** BEGIN Task input **

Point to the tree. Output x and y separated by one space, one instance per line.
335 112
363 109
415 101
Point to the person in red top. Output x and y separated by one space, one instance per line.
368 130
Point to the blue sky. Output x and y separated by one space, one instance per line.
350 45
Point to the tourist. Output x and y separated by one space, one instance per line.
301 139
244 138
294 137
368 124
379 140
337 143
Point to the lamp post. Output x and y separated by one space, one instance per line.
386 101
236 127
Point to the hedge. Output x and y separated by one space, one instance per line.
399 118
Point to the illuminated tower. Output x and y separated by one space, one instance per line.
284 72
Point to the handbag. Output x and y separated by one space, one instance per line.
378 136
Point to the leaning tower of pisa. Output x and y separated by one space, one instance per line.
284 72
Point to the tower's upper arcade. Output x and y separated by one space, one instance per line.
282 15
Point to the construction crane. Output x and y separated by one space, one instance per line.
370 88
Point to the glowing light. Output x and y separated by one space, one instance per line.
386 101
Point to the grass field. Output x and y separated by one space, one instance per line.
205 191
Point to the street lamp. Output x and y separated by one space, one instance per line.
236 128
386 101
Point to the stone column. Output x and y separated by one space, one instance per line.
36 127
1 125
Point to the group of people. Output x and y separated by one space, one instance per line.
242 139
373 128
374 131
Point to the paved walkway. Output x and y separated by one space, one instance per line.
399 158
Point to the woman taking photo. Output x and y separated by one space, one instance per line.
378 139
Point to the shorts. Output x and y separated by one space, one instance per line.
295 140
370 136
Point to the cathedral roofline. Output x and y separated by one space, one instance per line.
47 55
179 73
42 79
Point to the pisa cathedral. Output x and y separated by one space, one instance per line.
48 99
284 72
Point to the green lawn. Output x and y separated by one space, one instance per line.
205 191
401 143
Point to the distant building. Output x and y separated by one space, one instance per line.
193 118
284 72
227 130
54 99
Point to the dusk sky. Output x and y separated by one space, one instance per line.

** END Task input **

- [What needs to be done]: Pull out the records word for word, starting at the line that contains "Point to the grass" and ending with the last line of the records.

- [Result below]:
Point to the grass field. Output x and y separated by one space, one instance per line.
205 191
Point to the street lamp. Output x and y separated by one space, one instance per line.
236 128
386 101
Point to the stone column. Output x and y separated by one space, one instance per line.
36 127
1 125
Point to the group of people. Output x and y separated by one space, one instance per line.
242 139
373 128
374 131
Point to the paved walkway. Output x and y separated by one space, one instance per line.
399 158
Point to the woman taking photo. Output x and y separated by one space, one instance per line.
378 139
Point to the shorts. Output x and y separated by one space, one instance per line.
295 140
370 136
Point to the cathedral roofline. Output x and y separated by one space, one instance per line.
47 55
179 73
42 79
Point to the pisa cathedral. Output x and y separated by one space, one instance per line.
48 99
284 72
Point to the green lawn. Output x and y separated by one space, one instance per line.
205 191
401 143
Point to the distant building. Output x and y separated by one space, one instance per line.
193 118
284 72
227 130
54 99
Point to the dusk sky. Output x and y separated by one space, one instance per line.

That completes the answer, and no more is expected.